### ИЗВЛЕЧЁННЫЙ ТЕКСТ
■ ■ ■

Глава первая. «ПАРИЖА ВЕЧНЫЙ ГУЛ»: ГЛАЗАМИ РУССКИХ ПОЭТОВ

В 1889 году Франция отмечала столетие своей Великой Революции (оба слова полагалось писать с большой буквы). Третья Республика[1] — так называли режим, возникший в результате отречения Наполеона III от престола и крушения монархии в 1870 году, — заявила о себе как о наследнице лучших завоеваний революции, вроде «Декларации прав человека и гражданина», и постаралась дистанцироваться от ее идейных крайностей и ужасов революционного террора. За эти сто лет Франция пережила еще несколько революций, войн, смен государственного строя и династий, включая реставрации, но вроде бы, наконец, успокоилась. Среди сплошь монархической Европы — республиканскую, точнее конфедеративную, Швейцарию никто в расчет не принимал — Франция казалась некоей политической аномалией наподобие Советского Союза в двадцатые годы двадцатого века. Поэтому ей чаще, чем другим великим державам, приходилось что-то доказывать и самоутверждаться, но французы делали это с умением и блеском.

Всемирная выставка 1889 года в Париже стала одной из грандиознейших пиар-акций Третьей республики. Французская столица уже не впервые устраивала подобные действа, так что опыт был, причем успешный. Но сейчас захотелось особенно удивить мир — тем, чего не было больше нигде. Символом выставки стала башня из металлических конструкций высотой 307 метров, выстроенная по проекту и под руководством инженера Александра Эйфеля. Многих это сооружение, появившееся в центре города, восхищало новизной и техничностью, но большинство деятелей литературы и искусства встретили башню в штыки, заявив, что она раз и навсегда испортила исторический облик города. Впрочем, протесты продолжались недолго. С башней смирились, ее приняли, полюбили… Теперь это один из главных символов Парижа, обессмертивший имя своего создателя, но не спасший его от суда и тюрьмы, куда тот угодил в 1893 году за участие в махинациях вокруг строительства Панамского канала: деньги собрали, канал не достроили. Но умер инженер Эйфель в «ранге» национального героя.

■ ■ ■

### ИСХОДНЫЕ ДАННЫЕ
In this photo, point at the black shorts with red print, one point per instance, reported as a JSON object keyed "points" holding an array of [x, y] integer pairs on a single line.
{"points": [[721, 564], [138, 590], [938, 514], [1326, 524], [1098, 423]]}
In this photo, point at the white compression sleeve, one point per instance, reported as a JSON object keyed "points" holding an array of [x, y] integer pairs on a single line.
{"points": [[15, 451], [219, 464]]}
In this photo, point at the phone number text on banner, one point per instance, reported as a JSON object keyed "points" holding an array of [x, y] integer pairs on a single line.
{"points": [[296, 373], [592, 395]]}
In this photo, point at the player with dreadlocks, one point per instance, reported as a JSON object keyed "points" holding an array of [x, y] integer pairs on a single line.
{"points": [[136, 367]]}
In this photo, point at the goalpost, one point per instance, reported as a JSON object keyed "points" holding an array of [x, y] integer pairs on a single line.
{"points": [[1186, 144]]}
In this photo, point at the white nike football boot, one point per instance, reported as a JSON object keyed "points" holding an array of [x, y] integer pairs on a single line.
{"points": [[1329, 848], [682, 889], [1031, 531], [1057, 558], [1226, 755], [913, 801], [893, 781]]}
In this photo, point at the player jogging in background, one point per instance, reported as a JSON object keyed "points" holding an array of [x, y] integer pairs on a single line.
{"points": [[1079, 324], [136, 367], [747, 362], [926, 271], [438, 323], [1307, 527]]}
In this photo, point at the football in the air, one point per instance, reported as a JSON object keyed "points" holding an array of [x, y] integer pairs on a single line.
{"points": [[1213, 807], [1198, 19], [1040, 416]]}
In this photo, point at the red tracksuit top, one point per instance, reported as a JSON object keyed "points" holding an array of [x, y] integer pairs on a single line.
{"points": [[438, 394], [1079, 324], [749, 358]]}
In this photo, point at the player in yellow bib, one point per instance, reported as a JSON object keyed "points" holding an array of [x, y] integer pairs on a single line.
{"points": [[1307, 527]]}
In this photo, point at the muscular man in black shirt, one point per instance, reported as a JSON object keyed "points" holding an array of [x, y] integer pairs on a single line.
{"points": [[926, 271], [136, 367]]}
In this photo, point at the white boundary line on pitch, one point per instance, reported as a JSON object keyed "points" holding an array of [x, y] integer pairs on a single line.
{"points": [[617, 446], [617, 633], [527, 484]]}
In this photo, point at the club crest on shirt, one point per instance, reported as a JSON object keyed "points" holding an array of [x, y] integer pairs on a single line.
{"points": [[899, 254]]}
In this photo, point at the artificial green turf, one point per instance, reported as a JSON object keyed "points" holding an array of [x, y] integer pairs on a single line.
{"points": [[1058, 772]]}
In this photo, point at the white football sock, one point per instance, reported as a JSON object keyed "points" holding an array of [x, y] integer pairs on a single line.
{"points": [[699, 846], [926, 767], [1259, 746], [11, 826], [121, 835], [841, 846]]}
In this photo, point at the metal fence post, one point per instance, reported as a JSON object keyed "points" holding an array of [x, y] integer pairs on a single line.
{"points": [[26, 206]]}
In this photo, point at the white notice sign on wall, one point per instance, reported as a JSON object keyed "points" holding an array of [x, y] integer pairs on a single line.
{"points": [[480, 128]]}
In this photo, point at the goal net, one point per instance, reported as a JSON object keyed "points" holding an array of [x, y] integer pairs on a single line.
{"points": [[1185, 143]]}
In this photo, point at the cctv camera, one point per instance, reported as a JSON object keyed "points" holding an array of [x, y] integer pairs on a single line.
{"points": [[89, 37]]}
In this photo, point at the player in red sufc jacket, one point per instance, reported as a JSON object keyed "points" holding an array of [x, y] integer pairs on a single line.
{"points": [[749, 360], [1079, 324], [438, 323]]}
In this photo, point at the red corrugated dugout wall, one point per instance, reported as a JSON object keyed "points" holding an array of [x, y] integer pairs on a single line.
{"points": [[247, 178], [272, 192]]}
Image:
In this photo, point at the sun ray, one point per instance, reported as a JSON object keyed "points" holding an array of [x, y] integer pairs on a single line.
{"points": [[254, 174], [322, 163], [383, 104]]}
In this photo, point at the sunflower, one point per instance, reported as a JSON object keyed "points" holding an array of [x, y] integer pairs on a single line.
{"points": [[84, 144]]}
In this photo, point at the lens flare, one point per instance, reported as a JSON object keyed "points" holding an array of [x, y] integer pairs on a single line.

■ ■ ■

### ЗАДАНИЕ
Продолжите текст о Всемирной выставке 1889 года в Париже. Начните сразу после его последнего предложения.

### ОТВЕТ
Париж этих лет описан во множестве книг и статей, в том числе принадлежащих перу наших соотечественников, в изобилии съехавшихся полюбоваться и самим городом, и собранными на всемирной выставке «чудесами света». Выбирай на вкус.


Александр Гюстав Эйфель. 1910


Эйфелева башня. Начало ХХ в.


У нас будут необычные «русскоязычные гиды» по французской столице рубежа 1880–1890-х годов — Дмитрий Мережковский и Вячеслав Иванов, два молодых в ту пору поэта, которых манил к себе «Парижа вечный гул». Оба не раз бывали там и подробно описали его в 1891 году: первый в обстоятельной поэме «Конец века. Очерки современного Парижа», второй в цикле афористичных, остроумных, порой саркастических «Парижских эпиграмм». Мережковскому было двадцать шесть лет, Иванову — двадцать пять, так что слава их в качестве вождей русского символизма была впереди.

Мережковского и в литературе, и в жизни всегда отличала сугубая серьезность. Его ценили за ум, эрудицию, систематичность и трудолюбие, но при этом критиковали за догматичность, схематизм мышления и сухость языка статей и книг. На всех, как известно, не угодишь. Написанные им многие десятки томов сегодня будут интересны немногим, зато эти немногие будут вознаграждены сполна. Другое дело — стихи, хотя и они у Дмитрия Сергеевича похожи на прозу. Что, замечу, для нашей воображаемой прогулки по Парижу, только что украшенному Эйфелевой башней, совсем неплохо.

Итак, в путь, по улицам вечерней столицы летом:

По душным улицам я вечером иду,

Смотрю на первую далекую звезду,

Мою любимую, в темнеющей лазури.

Кричат газетчики: «Le Soir!»[2]. Подобен буре

Парижа вечный гул…

Еще асфальт бульвара

Во мраке не остыл от солнечного жара.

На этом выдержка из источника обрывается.